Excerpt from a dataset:
"""
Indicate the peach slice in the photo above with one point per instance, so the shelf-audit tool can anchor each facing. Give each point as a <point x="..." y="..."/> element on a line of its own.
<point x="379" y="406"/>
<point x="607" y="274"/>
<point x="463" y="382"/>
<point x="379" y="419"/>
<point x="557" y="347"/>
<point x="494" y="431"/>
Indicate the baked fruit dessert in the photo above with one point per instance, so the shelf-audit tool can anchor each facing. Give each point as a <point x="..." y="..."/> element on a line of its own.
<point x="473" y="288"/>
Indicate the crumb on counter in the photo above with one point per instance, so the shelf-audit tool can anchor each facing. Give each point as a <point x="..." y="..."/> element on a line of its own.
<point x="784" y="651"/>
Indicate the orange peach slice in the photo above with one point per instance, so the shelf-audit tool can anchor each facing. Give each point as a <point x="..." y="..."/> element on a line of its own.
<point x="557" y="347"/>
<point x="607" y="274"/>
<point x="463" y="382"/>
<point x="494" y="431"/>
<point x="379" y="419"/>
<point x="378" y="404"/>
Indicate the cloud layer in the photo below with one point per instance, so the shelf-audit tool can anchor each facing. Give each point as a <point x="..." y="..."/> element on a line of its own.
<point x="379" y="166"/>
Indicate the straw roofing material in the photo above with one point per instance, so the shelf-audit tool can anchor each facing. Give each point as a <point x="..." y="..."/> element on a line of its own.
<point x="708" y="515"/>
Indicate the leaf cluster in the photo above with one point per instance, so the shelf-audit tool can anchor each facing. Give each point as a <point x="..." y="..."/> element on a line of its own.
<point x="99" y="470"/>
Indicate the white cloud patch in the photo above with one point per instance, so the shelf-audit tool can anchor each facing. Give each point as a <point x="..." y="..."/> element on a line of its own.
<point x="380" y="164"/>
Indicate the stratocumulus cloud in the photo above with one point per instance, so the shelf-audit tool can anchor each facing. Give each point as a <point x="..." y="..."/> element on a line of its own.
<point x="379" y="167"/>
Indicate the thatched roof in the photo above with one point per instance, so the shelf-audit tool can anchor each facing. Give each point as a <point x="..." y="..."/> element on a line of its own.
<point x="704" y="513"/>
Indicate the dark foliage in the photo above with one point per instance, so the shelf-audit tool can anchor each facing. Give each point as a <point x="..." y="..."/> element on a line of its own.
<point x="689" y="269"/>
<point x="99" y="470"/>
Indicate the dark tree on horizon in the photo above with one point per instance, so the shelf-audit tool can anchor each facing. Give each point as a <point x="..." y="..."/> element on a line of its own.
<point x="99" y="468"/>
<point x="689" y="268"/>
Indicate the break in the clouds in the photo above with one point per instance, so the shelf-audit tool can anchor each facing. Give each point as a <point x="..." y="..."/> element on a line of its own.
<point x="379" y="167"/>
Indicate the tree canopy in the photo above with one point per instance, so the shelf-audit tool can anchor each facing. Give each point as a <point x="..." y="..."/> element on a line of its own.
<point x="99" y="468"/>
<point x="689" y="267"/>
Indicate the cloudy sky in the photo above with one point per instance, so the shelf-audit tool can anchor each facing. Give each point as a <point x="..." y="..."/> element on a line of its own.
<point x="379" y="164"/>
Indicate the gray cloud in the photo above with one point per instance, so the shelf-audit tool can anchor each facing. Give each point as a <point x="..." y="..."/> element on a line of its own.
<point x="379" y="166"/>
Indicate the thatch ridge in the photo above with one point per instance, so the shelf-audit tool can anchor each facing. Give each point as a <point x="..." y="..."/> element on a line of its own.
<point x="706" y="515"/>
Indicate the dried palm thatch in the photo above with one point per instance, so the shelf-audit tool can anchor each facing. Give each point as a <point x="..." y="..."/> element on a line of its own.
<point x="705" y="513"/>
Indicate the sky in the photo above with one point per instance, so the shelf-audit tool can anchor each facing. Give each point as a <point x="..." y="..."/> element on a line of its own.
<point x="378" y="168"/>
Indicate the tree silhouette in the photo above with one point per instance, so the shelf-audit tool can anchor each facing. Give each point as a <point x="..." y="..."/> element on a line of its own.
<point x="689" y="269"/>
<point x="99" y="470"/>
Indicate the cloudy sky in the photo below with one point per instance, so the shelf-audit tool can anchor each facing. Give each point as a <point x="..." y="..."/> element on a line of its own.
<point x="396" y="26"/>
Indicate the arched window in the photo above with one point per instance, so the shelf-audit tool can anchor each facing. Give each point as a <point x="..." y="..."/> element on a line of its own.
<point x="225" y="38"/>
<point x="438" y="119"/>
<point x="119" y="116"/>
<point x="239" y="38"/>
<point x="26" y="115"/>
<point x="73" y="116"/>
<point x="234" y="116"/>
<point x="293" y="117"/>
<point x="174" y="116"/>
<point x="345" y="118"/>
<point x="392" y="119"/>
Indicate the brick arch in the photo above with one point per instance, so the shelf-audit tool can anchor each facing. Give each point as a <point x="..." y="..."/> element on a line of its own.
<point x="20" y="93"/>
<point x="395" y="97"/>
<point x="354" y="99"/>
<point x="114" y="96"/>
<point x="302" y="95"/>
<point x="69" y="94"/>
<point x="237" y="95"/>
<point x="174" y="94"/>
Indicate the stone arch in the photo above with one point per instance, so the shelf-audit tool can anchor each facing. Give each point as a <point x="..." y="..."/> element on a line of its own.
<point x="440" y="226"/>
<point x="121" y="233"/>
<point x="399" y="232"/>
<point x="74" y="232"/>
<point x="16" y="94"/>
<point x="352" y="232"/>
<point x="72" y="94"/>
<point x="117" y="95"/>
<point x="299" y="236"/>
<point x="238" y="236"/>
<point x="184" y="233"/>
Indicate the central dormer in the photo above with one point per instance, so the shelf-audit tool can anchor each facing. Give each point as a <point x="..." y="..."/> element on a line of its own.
"""
What to do: Copy every record above exactly as it appears.

Response for this exercise:
Indicate the peach slice in the photo above with one point per instance, so the shelf-audit tool can anchor each facing. Give each point as a <point x="..." y="..."/> element on a line of its own.
<point x="379" y="406"/>
<point x="607" y="274"/>
<point x="463" y="382"/>
<point x="379" y="419"/>
<point x="557" y="347"/>
<point x="494" y="431"/>
Indicate the baked fruit dessert in the photo above with one point per instance, so the shelf-audit tool can anchor each facing. Give each point as a <point x="..." y="..."/> element on a line of its own.
<point x="473" y="288"/>
Indicate the crumb on counter in the photo above with one point per instance, so the shelf-audit tool can anchor each facing. Give each point as a <point x="..." y="..."/> element on a line of its own.
<point x="784" y="651"/>
Indicate the orange peach slice in the photo above with one point per instance, so the shelf-audit tool can anchor each facing. Give each point as a <point x="..." y="..."/> element on a line of its own.
<point x="557" y="347"/>
<point x="607" y="274"/>
<point x="463" y="382"/>
<point x="494" y="431"/>
<point x="379" y="419"/>
<point x="378" y="404"/>
Indicate the cloud layer in the photo below with one point per instance, so the shelf-audit tool can anchor each facing. Give each point as a <point x="..." y="..."/> element on a line of its own.
<point x="379" y="166"/>
Indicate the straw roofing material in the photo above with one point per instance, so the shelf-audit tool can anchor each facing. Give each point as a <point x="..." y="..."/> element on a line of its own.
<point x="708" y="515"/>
Indicate the leaf cluster in the photo above with one point per instance, so the shelf-audit tool can anchor each facing. Give each point as a <point x="..." y="..."/> element on a line of its own.
<point x="99" y="470"/>
Indicate the white cloud patch in the photo above with one point per instance, so the shelf-audit tool can anchor each facing. Give each point as a <point x="..." y="..."/> element on a line of its own.
<point x="380" y="164"/>
Indicate the stratocumulus cloud in the photo above with one point per instance, so the shelf-audit tool can anchor each facing. Give each point as a <point x="..." y="..."/> element on a line of its own.
<point x="379" y="167"/>
Indicate the thatched roof in the photo above with one point per instance, so the shelf-audit tool can anchor each facing. Give each point as a <point x="..." y="..."/> element on a line of its own.
<point x="704" y="513"/>
Indicate the dark foliage in the photo above with one point per instance, so the shelf-audit tool can anchor each facing. Give each point as a <point x="..." y="..."/> element on a line of its own.
<point x="689" y="269"/>
<point x="99" y="470"/>
Indicate the dark tree on horizon in the photo above with one point per instance, so the shelf-audit tool can anchor each facing. Give each point as a <point x="..." y="..."/> element on a line of its own.
<point x="99" y="468"/>
<point x="689" y="268"/>
Indicate the break in the clouds in the photo above with one point per instance, so the shelf-audit tool can anchor each facing. Give each point as a <point x="..." y="..."/> element on a line of its own.
<point x="379" y="167"/>
Indicate the tree canopy in the photo above with one point per instance, so the shelf-audit tool can anchor each facing. Give each point as a <point x="..." y="..."/> element on a line of its own.
<point x="99" y="468"/>
<point x="689" y="267"/>
Indicate the cloudy sky in the photo above with one point per instance, so the shelf-audit tool can anchor each facing. Give each point as a <point x="..." y="..."/> element on a line of its own.
<point x="379" y="164"/>
Indicate the gray cloud in the photo above with one point per instance, so the shelf-audit tool can anchor each facing. Give each point as a <point x="..." y="..."/> element on a line of its own.
<point x="379" y="166"/>
Indicate the thatch ridge in the photo above with one point per instance, so the shelf-audit tool can anchor each facing. Give each point as a <point x="..." y="..."/> element on a line of its own.
<point x="706" y="515"/>
Indicate the dried palm thatch in the photo above with one point per instance, so the shelf-audit tool can anchor each facing. Give each point as a <point x="..." y="..."/> element on a line of its own.
<point x="705" y="513"/>
Indicate the sky in the photo above with one point per instance, so the shelf-audit tool can anchor each facing. Give each point as a <point x="..." y="..."/> element on a line of its own.
<point x="378" y="168"/>
Indicate the tree silhouette in the photo above with one point per instance, so the shelf-audit tool can anchor each facing. Give each point as a <point x="..." y="..."/> element on a line of its own.
<point x="689" y="269"/>
<point x="99" y="470"/>
Indicate the cloudy sky in the photo below with one point per instance, so the shelf-audit tool can anchor each facing. Give each point as a <point x="..." y="..."/> element on a line of its own.
<point x="396" y="26"/>
Indicate the arched window in the photo above with one point per instance, so the shelf-audit tool can anchor each facing. Give each point as a <point x="..." y="..."/> element on a line of its own.
<point x="225" y="38"/>
<point x="438" y="119"/>
<point x="119" y="116"/>
<point x="239" y="38"/>
<point x="26" y="115"/>
<point x="73" y="116"/>
<point x="234" y="116"/>
<point x="293" y="117"/>
<point x="174" y="116"/>
<point x="345" y="118"/>
<point x="392" y="119"/>
Indicate the brick arch in the photo above with one point per instance, so the shelf-audit tool can anchor each facing. Give each point as a <point x="..." y="..."/> element on a line of its own.
<point x="20" y="93"/>
<point x="395" y="97"/>
<point x="354" y="99"/>
<point x="114" y="96"/>
<point x="302" y="95"/>
<point x="69" y="94"/>
<point x="237" y="95"/>
<point x="174" y="94"/>
Indicate the stone arch in the photo above with one point per instance, so the shelf-audit tool can anchor each facing. Give each point as a <point x="..." y="..."/> element on a line of its own.
<point x="440" y="226"/>
<point x="121" y="233"/>
<point x="399" y="232"/>
<point x="74" y="232"/>
<point x="16" y="94"/>
<point x="352" y="232"/>
<point x="72" y="94"/>
<point x="117" y="95"/>
<point x="299" y="236"/>
<point x="238" y="236"/>
<point x="184" y="233"/>
Indicate the central dormer in the photo above with one point per instance, so the shelf-audit tool can anchor each facing. Give each point as a <point x="..." y="..."/> element on a line of its own.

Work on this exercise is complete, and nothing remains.